Text excerpt:
::::
Spring in a Small Town (China, 1948)
October 11, 2013 - 7:30 pm
In-person: 
Robert Chi.

Directed by Fei Mu

Spring in a Small Town is the apotheosis of Golden Age Shanghai cinema, at once a deeply literary work that forges unexpected connections between pre- and post-Republican prose forms, and a breathtaking visual masterpiece that marries symbolism derived from ancient landscape painting with innovative camera and editing ideas.  His once great wealth lost in the aftermath of the Second World War, the sickly, middle-aged Dai Liyan (Shi Yu) now pines for the past in his ruined estate with his alienated wife Zhou Yuwen (Wei Wei), his young sister, and an old servant.  The couple's mutual ennui is temporarily lifted when an old friend---and Yuwen's former lover---arrives for a visit.  As old feelings rekindle, Yuwen becomes torn between loyalty to her husband and his family and the chance to begin life anew with her old flame.  Cited as a formative influence by Zhang Yimou, Chen Kaige, Jia Zhangke and Wong Kar-wai, Spring in a Small Town evokes the astonishing visual fluidity of Orson Welles while predicting the cinema of modernist master Alain Resnais in its beautifully affecting restraint and time-jumping, Marienbad-ish voiceover.  Wei Wei is exquisite as the tortured Yuwen, her poetic voiceover suggesting a regretful ghost recalling her last possible moment of happiness; she endows the film with a tragic pain that lingers long after the wistful last shot.  "An extraordinary work, anticipating Antonioni in its slow unfolding of an erotic situation, treated with a mixture of sympathy and austerity." --- David Bordwell.  

Wenhua Film Company. Screenwriter: Li Tianji.  Cinematographer: Li Shengwei.  Editor: Xu Ming, Wei Yibao.  Cast: Shi Yu, Wei Wei, Zhang Hongmei, Li Wei, Cui Chaoming.

35mm, b/w, in Mandarin with English subtitles, 93 min.
::::
Data lines:
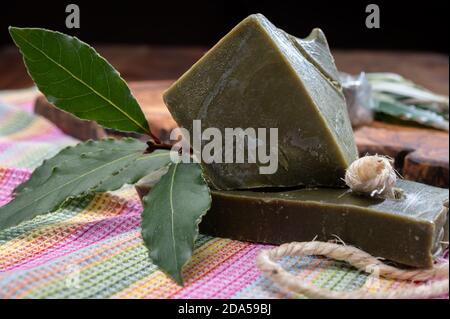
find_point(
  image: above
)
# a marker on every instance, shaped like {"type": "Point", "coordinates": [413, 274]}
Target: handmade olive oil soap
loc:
{"type": "Point", "coordinates": [258, 76]}
{"type": "Point", "coordinates": [409, 231]}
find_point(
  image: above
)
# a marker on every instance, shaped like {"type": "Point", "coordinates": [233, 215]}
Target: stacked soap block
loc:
{"type": "Point", "coordinates": [258, 76]}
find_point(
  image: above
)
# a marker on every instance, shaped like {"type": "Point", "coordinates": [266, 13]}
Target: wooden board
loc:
{"type": "Point", "coordinates": [420, 154]}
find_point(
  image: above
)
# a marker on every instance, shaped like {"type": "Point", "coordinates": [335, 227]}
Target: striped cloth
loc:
{"type": "Point", "coordinates": [91, 247]}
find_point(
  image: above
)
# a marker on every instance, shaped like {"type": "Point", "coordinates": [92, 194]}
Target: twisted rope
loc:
{"type": "Point", "coordinates": [437, 277]}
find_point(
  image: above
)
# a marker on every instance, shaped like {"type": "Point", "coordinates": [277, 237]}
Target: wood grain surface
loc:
{"type": "Point", "coordinates": [419, 154]}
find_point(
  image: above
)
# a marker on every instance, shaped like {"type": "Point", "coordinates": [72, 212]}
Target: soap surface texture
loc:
{"type": "Point", "coordinates": [410, 231]}
{"type": "Point", "coordinates": [258, 76]}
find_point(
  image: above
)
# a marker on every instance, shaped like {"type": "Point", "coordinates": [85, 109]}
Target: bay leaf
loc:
{"type": "Point", "coordinates": [172, 212]}
{"type": "Point", "coordinates": [77, 174]}
{"type": "Point", "coordinates": [75, 78]}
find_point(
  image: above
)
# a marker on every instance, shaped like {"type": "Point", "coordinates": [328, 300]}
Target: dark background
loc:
{"type": "Point", "coordinates": [405, 25]}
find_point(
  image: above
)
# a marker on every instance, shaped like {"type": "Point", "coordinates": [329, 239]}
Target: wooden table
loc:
{"type": "Point", "coordinates": [420, 154]}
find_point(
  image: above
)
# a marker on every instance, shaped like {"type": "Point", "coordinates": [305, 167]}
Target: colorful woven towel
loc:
{"type": "Point", "coordinates": [91, 247]}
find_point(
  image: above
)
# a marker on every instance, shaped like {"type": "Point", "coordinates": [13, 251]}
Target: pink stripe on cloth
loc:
{"type": "Point", "coordinates": [65, 241]}
{"type": "Point", "coordinates": [230, 277]}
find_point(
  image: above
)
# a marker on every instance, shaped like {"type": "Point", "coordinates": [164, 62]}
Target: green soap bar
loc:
{"type": "Point", "coordinates": [258, 76]}
{"type": "Point", "coordinates": [408, 231]}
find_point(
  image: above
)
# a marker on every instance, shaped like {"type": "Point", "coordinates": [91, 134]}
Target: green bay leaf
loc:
{"type": "Point", "coordinates": [172, 211]}
{"type": "Point", "coordinates": [75, 78]}
{"type": "Point", "coordinates": [43, 172]}
{"type": "Point", "coordinates": [131, 174]}
{"type": "Point", "coordinates": [76, 174]}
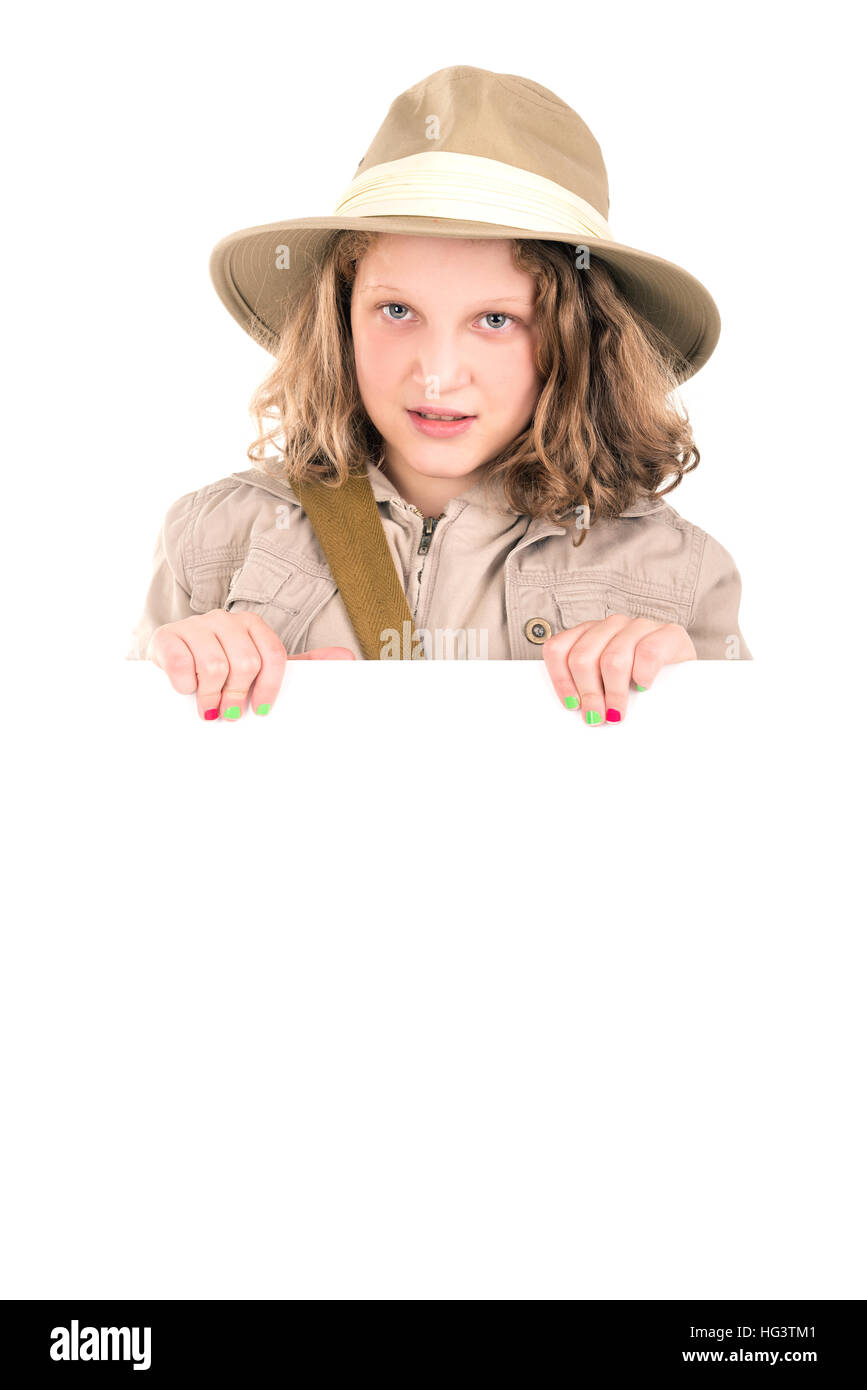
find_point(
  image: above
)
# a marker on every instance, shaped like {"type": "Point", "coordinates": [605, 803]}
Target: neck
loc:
{"type": "Point", "coordinates": [430, 495]}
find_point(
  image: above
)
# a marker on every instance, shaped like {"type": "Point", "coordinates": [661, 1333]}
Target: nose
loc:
{"type": "Point", "coordinates": [441, 360]}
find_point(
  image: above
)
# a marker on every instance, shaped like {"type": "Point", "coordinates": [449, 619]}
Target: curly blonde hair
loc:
{"type": "Point", "coordinates": [603, 431]}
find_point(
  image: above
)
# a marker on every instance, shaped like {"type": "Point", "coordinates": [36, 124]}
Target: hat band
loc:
{"type": "Point", "coordinates": [470, 188]}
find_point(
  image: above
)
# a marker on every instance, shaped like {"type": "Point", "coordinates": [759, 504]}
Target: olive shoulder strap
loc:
{"type": "Point", "coordinates": [349, 528]}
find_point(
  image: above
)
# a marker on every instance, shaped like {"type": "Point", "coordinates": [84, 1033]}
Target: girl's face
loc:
{"type": "Point", "coordinates": [443, 325]}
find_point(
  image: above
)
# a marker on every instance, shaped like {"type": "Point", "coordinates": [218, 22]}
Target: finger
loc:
{"type": "Point", "coordinates": [584, 659]}
{"type": "Point", "coordinates": [664, 645]}
{"type": "Point", "coordinates": [171, 653]}
{"type": "Point", "coordinates": [273, 665]}
{"type": "Point", "coordinates": [211, 670]}
{"type": "Point", "coordinates": [243, 666]}
{"type": "Point", "coordinates": [616, 665]}
{"type": "Point", "coordinates": [555, 652]}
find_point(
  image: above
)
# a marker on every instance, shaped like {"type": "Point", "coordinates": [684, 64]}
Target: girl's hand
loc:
{"type": "Point", "coordinates": [591, 665]}
{"type": "Point", "coordinates": [223, 656]}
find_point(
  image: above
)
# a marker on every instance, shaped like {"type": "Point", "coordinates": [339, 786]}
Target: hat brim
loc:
{"type": "Point", "coordinates": [259, 292]}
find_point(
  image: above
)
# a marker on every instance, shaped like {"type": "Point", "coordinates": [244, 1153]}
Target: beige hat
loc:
{"type": "Point", "coordinates": [470, 153]}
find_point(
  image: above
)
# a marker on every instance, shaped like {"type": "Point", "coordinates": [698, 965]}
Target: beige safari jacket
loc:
{"type": "Point", "coordinates": [481, 570]}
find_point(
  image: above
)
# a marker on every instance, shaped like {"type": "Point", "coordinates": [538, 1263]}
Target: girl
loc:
{"type": "Point", "coordinates": [473, 420]}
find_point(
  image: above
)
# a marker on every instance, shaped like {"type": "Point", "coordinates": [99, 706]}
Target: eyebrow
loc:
{"type": "Point", "coordinates": [503, 299]}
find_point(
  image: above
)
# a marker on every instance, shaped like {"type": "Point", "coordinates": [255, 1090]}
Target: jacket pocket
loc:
{"type": "Point", "coordinates": [578, 602]}
{"type": "Point", "coordinates": [285, 595]}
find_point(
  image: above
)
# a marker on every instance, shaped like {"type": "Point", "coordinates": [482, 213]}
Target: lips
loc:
{"type": "Point", "coordinates": [439, 414]}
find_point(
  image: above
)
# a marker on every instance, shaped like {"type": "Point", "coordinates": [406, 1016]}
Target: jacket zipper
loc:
{"type": "Point", "coordinates": [427, 534]}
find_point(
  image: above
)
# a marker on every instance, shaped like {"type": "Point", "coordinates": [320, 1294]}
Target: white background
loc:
{"type": "Point", "coordinates": [421, 988]}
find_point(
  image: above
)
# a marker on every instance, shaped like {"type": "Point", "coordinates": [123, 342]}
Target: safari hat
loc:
{"type": "Point", "coordinates": [470, 153]}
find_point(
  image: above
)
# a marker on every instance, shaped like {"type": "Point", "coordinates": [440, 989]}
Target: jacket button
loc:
{"type": "Point", "coordinates": [537, 630]}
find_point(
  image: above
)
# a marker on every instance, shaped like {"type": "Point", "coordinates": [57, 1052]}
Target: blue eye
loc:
{"type": "Point", "coordinates": [493, 313]}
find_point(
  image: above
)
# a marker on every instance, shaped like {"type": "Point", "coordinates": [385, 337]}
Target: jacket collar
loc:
{"type": "Point", "coordinates": [484, 494]}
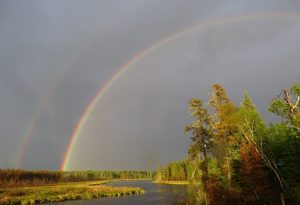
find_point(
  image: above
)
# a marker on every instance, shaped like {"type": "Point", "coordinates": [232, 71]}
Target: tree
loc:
{"type": "Point", "coordinates": [287, 105]}
{"type": "Point", "coordinates": [223, 126]}
{"type": "Point", "coordinates": [201, 137]}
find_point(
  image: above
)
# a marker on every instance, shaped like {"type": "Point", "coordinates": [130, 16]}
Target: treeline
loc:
{"type": "Point", "coordinates": [242, 160]}
{"type": "Point", "coordinates": [184, 170]}
{"type": "Point", "coordinates": [105, 175]}
{"type": "Point", "coordinates": [18, 177]}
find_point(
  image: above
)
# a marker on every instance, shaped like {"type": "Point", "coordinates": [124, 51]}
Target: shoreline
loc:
{"type": "Point", "coordinates": [172, 182]}
{"type": "Point", "coordinates": [64, 192]}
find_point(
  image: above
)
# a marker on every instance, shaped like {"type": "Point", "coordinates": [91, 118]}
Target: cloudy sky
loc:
{"type": "Point", "coordinates": [55, 56]}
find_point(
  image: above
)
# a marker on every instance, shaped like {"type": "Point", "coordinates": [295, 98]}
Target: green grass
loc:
{"type": "Point", "coordinates": [63, 192]}
{"type": "Point", "coordinates": [173, 182]}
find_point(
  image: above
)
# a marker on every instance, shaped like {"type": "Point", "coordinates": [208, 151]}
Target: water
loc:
{"type": "Point", "coordinates": [161, 194]}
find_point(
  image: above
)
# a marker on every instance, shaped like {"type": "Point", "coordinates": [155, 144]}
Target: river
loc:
{"type": "Point", "coordinates": [155, 194]}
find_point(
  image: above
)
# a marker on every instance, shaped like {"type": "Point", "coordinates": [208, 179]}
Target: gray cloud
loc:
{"type": "Point", "coordinates": [68, 50]}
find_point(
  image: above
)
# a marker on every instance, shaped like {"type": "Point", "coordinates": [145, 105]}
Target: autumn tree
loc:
{"type": "Point", "coordinates": [287, 105]}
{"type": "Point", "coordinates": [201, 136]}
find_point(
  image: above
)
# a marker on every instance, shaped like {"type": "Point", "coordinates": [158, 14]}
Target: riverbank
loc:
{"type": "Point", "coordinates": [63, 192]}
{"type": "Point", "coordinates": [172, 182]}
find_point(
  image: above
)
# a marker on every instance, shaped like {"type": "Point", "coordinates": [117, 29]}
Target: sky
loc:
{"type": "Point", "coordinates": [128, 68]}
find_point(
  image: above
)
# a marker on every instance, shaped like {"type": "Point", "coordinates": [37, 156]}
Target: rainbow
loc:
{"type": "Point", "coordinates": [54, 84]}
{"type": "Point", "coordinates": [139, 56]}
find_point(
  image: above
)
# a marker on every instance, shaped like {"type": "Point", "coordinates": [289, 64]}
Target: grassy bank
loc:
{"type": "Point", "coordinates": [172, 182]}
{"type": "Point", "coordinates": [63, 192]}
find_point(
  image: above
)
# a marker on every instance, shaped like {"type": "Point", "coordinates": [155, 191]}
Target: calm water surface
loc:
{"type": "Point", "coordinates": [155, 194]}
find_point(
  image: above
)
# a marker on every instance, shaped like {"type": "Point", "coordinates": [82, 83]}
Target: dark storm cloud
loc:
{"type": "Point", "coordinates": [69, 49]}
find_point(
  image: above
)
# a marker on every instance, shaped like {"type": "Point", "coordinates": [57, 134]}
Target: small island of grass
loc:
{"type": "Point", "coordinates": [63, 192]}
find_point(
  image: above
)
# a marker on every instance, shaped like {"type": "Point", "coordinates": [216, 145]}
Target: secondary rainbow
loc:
{"type": "Point", "coordinates": [139, 56]}
{"type": "Point", "coordinates": [53, 86]}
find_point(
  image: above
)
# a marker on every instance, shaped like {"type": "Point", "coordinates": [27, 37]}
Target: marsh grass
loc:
{"type": "Point", "coordinates": [63, 192]}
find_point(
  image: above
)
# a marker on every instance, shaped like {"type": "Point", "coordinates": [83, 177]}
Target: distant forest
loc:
{"type": "Point", "coordinates": [235, 157]}
{"type": "Point", "coordinates": [18, 177]}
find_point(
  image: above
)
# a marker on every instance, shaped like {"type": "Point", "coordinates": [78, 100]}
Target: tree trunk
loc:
{"type": "Point", "coordinates": [281, 195]}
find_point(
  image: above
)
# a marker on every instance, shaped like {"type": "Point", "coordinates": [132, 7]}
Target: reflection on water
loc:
{"type": "Point", "coordinates": [155, 194]}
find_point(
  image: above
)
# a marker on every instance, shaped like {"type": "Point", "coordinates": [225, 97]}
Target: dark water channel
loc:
{"type": "Point", "coordinates": [155, 194]}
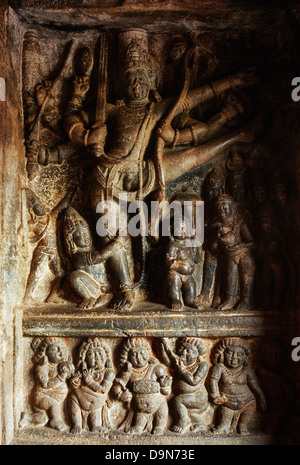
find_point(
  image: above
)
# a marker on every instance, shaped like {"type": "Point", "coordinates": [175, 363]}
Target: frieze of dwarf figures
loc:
{"type": "Point", "coordinates": [164, 386]}
{"type": "Point", "coordinates": [134, 128]}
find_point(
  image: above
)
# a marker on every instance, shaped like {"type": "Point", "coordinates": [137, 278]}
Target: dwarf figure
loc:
{"type": "Point", "coordinates": [87, 277]}
{"type": "Point", "coordinates": [144, 384]}
{"type": "Point", "coordinates": [191, 398]}
{"type": "Point", "coordinates": [213, 187]}
{"type": "Point", "coordinates": [91, 383]}
{"type": "Point", "coordinates": [234, 241]}
{"type": "Point", "coordinates": [180, 259]}
{"type": "Point", "coordinates": [51, 371]}
{"type": "Point", "coordinates": [234, 387]}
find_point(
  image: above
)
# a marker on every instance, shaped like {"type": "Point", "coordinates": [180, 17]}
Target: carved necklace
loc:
{"type": "Point", "coordinates": [141, 370]}
{"type": "Point", "coordinates": [234, 374]}
{"type": "Point", "coordinates": [192, 367]}
{"type": "Point", "coordinates": [138, 111]}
::::
Exercise directions: From the Spring in a Small Town screening notes above, reproduce word for word the passage that begins with the words containing "Wenhua Film Company." and ends with "Wei, Cui Chaoming.".

Task response:
Wenhua Film Company. Screenwriter: Li Tianji.  Cinematographer: Li Shengwei.  Editor: Xu Ming, Wei Yibao.  Cast: Shi Yu, Wei Wei, Zhang Hongmei, Li Wei, Cui Chaoming.